**Directions:** Beginning with the line that holds "# identify a point on every instance of the sneaker, one" and ending with the last line below, repeat each line exactly, leaving any pictures out.

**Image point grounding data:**
+ + +
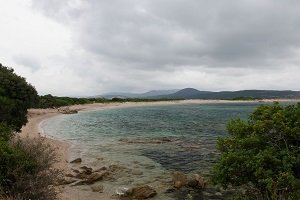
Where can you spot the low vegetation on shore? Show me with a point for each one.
(263, 154)
(26, 170)
(261, 158)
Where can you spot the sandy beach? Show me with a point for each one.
(36, 116)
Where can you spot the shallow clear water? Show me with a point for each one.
(156, 140)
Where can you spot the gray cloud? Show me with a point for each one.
(151, 44)
(160, 34)
(28, 61)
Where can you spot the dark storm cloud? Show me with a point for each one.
(151, 44)
(174, 33)
(28, 62)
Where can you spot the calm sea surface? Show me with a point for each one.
(155, 140)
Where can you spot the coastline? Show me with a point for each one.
(37, 116)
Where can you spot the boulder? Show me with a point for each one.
(136, 172)
(95, 177)
(97, 188)
(179, 179)
(77, 160)
(142, 192)
(196, 181)
(65, 181)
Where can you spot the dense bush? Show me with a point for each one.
(16, 96)
(25, 166)
(263, 154)
(26, 170)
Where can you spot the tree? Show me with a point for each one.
(263, 153)
(16, 96)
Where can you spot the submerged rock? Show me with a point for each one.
(92, 178)
(77, 160)
(179, 179)
(142, 192)
(97, 188)
(196, 181)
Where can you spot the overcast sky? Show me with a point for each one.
(90, 47)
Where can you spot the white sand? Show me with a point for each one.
(36, 116)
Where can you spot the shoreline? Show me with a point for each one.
(62, 149)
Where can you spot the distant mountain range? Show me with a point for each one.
(151, 93)
(191, 93)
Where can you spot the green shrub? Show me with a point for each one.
(263, 153)
(26, 170)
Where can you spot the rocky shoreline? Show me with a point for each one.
(179, 185)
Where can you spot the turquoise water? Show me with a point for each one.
(156, 140)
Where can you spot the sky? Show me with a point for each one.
(91, 47)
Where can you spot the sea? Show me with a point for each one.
(148, 143)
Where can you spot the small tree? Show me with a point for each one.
(263, 153)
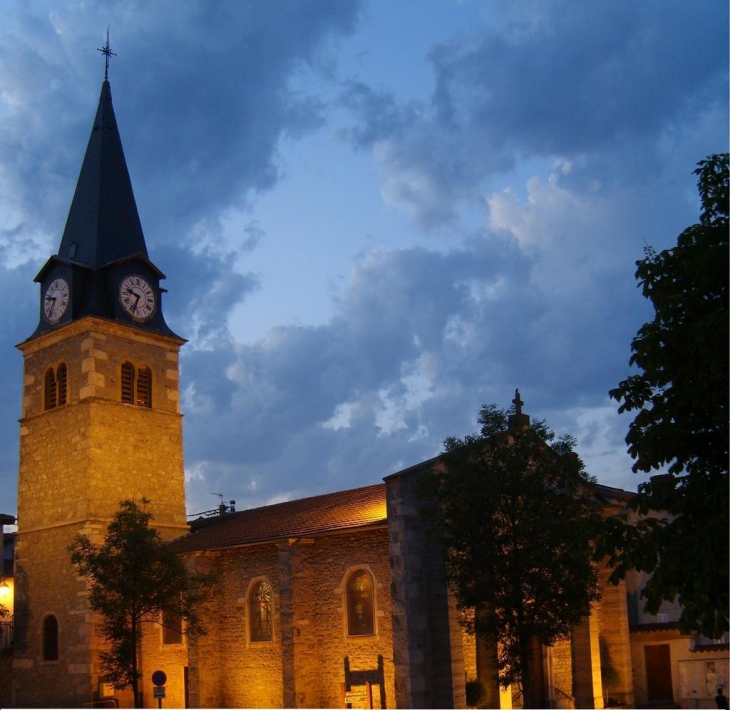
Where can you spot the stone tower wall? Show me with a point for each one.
(77, 462)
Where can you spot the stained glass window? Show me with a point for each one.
(259, 604)
(360, 604)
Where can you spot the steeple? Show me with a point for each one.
(102, 268)
(103, 223)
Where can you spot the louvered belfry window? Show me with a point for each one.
(136, 385)
(51, 389)
(144, 387)
(55, 387)
(61, 378)
(128, 383)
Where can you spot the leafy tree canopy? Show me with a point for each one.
(680, 396)
(518, 525)
(135, 578)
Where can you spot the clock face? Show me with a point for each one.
(55, 302)
(137, 297)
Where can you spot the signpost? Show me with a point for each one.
(159, 678)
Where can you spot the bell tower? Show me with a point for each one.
(100, 420)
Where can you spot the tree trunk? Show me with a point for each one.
(528, 699)
(135, 674)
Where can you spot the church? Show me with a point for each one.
(333, 601)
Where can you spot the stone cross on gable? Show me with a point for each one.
(107, 52)
(517, 402)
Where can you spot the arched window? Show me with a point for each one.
(171, 628)
(55, 387)
(50, 638)
(360, 593)
(61, 378)
(259, 609)
(136, 385)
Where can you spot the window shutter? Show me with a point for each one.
(51, 394)
(144, 387)
(128, 383)
(61, 376)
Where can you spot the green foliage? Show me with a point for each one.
(135, 578)
(681, 398)
(518, 528)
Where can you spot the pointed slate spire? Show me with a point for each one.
(102, 268)
(103, 223)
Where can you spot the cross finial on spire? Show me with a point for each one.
(517, 402)
(107, 52)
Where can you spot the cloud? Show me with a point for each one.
(557, 142)
(601, 86)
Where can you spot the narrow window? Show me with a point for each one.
(259, 605)
(136, 385)
(51, 391)
(128, 383)
(171, 628)
(61, 380)
(50, 638)
(144, 387)
(360, 604)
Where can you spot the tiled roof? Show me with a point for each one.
(333, 512)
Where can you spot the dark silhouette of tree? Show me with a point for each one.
(518, 526)
(135, 578)
(680, 397)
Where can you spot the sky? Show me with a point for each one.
(374, 216)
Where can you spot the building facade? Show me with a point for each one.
(333, 601)
(100, 420)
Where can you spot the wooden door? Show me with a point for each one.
(658, 673)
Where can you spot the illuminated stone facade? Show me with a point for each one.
(77, 461)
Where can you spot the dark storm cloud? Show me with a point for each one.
(625, 98)
(606, 86)
(467, 325)
(201, 95)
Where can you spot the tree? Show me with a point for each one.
(518, 528)
(681, 426)
(136, 578)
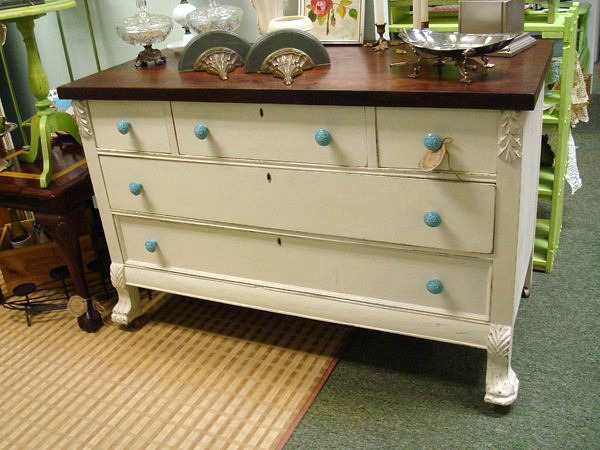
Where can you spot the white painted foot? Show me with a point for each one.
(129, 306)
(502, 384)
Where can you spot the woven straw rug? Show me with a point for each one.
(191, 374)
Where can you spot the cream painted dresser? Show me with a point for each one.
(308, 200)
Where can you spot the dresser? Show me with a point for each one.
(309, 199)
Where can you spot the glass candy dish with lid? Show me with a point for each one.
(145, 29)
(215, 17)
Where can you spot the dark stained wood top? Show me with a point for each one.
(357, 76)
(62, 196)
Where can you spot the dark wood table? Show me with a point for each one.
(59, 208)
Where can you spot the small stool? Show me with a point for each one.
(25, 290)
(61, 273)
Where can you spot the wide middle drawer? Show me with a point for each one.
(272, 132)
(362, 206)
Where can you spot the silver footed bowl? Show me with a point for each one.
(456, 45)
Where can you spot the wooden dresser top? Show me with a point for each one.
(357, 76)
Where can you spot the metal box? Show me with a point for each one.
(491, 16)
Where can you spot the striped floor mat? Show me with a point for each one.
(191, 374)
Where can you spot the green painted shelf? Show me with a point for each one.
(560, 25)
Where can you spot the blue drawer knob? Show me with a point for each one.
(323, 137)
(201, 131)
(135, 188)
(435, 286)
(151, 245)
(432, 142)
(432, 219)
(123, 126)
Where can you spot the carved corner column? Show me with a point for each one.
(501, 382)
(129, 305)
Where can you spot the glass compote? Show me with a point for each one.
(215, 17)
(145, 29)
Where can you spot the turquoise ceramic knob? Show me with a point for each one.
(123, 126)
(135, 188)
(151, 245)
(201, 131)
(432, 219)
(435, 286)
(432, 142)
(323, 137)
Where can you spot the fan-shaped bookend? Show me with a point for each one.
(286, 54)
(217, 52)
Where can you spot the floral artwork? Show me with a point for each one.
(335, 21)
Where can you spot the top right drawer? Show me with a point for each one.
(474, 135)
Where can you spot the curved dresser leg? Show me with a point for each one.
(128, 307)
(501, 382)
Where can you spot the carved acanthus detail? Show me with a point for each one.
(117, 275)
(510, 133)
(218, 61)
(287, 63)
(83, 118)
(502, 384)
(499, 339)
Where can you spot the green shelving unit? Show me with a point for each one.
(558, 22)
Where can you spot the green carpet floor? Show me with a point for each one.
(394, 392)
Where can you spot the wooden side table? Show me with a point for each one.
(47, 120)
(59, 208)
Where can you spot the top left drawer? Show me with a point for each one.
(133, 126)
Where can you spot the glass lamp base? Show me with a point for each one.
(150, 55)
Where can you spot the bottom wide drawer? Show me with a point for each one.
(389, 277)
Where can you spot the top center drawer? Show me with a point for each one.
(273, 132)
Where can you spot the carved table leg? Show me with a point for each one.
(64, 229)
(129, 306)
(501, 383)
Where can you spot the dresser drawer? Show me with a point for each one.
(400, 134)
(353, 205)
(133, 126)
(365, 273)
(272, 132)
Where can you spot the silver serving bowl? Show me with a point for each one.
(456, 45)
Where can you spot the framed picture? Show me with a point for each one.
(335, 21)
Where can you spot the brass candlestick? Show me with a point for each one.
(382, 43)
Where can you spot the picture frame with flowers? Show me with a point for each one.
(335, 21)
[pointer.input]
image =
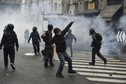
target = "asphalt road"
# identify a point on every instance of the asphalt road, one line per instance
(30, 70)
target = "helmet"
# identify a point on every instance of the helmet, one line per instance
(56, 30)
(34, 29)
(50, 27)
(91, 31)
(10, 27)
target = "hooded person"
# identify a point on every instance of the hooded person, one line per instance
(60, 43)
(48, 50)
(9, 40)
(96, 45)
(35, 40)
(69, 40)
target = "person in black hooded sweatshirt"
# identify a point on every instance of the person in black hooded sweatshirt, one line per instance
(60, 43)
(48, 50)
(35, 40)
(9, 40)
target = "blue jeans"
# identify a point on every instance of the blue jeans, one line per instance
(63, 56)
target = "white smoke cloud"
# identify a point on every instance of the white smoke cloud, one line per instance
(80, 28)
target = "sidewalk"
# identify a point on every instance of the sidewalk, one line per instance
(30, 70)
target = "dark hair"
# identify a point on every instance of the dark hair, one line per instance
(56, 30)
(34, 29)
(50, 27)
(91, 31)
(10, 27)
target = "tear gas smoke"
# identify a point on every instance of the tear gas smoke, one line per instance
(80, 28)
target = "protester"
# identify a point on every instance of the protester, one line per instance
(96, 45)
(69, 40)
(60, 43)
(35, 40)
(9, 40)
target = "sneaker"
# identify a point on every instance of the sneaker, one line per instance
(12, 65)
(105, 61)
(71, 71)
(59, 75)
(90, 63)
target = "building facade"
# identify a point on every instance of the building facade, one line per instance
(108, 9)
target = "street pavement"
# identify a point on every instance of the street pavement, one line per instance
(30, 70)
(114, 72)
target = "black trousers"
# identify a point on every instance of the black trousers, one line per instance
(9, 51)
(96, 50)
(48, 55)
(36, 47)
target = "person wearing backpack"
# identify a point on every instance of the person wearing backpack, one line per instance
(48, 50)
(96, 45)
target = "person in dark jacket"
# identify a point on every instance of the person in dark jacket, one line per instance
(26, 35)
(96, 45)
(48, 51)
(69, 40)
(35, 40)
(9, 40)
(60, 43)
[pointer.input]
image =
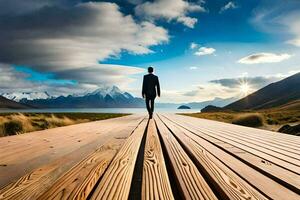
+ + +
**Task result:**
# identify a point on every instance of the sneaker, one line per instance
(12, 65)
(105, 61)
(71, 71)
(59, 75)
(90, 63)
target = "building facade"
# identify a point on every instance of the building facade, one line per instance
(108, 9)
target = "street pavement"
# identify a point on every instance of the street pavement, one line per instance
(30, 70)
(114, 72)
target = "black trousers"
# identify a point on every instance of the black trousers, one line per instance
(9, 51)
(96, 50)
(48, 55)
(36, 47)
target = "person wearing backpack"
# identify a point on every instance of the person wearing backpack, one line per instance
(48, 50)
(96, 45)
target = "person in dark jacket"
# identify a point on every instance of the person in dark jacket, one line per instance
(26, 35)
(96, 45)
(48, 51)
(69, 40)
(35, 40)
(9, 40)
(60, 43)
[pointer.input]
image =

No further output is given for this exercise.